Text excerpt:
Hi, I have searched for a long time on this subreddit, in Ooba’s documentation, Mistral’s documentation and everything, but I just can’t find what I am looking for.

I see everyone claiming Mistral can handle up to 32k context size, however while it technically won’t refuse to generate anything above like 8k, the output is just not good. I have it loaded in Oobabooga’s text-generation-webui and am using the API through SillyTavern. I loaded the normal Mistral 7B just to check, but with my current 12k story, all it can generate is gibberish if I give it the full context. However, I also checked using other fine-tunes of Mistral.

What am I doing wrong? I am using the GPTQ version on my RX 7900 XTX. Is it just advertising that it won’t crash until 32k or something, or am I doing something wrong for not getting coherent output above 8k? I did mess with the alpha values, and while doing so does eliminate the gibberish, I do get the idea that the quality does suffer somehow.

  • SomeOddCodeGuyB
    link
    fedilink
    English
    arrow-up
    1
    ·
    1 year ago

    I don’t believe messing with alpha values is a good idea, but I’ve never done it on any model. My Mistral 7B instance in chat mode had no trouble with a conversation extending past 9k tokens

    This is the part that threw me off, and why Im interested in the answers from this post.

What you have to do: Can you pull out everything in the thread on Mistral's context size from "I don’t believe" down to "from this post.", word for word? None of the material that comes after the thread has any bearing on it.

Entries shown:

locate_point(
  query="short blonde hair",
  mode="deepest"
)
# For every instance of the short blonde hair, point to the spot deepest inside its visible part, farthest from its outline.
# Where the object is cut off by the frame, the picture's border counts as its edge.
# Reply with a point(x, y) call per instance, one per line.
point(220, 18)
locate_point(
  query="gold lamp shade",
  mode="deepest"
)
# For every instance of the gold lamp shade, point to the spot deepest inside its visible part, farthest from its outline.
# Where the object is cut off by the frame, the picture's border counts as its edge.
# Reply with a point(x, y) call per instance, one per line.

Response to the exercise:
I don’t believe messing with alpha values is a good idea, but I’ve never done it on any model. My Mistral 7B instance in chat mode had no trouble with a conversation extending past 9k tokens

    This is the part that threw me off, and why Im interested in the answers from this post.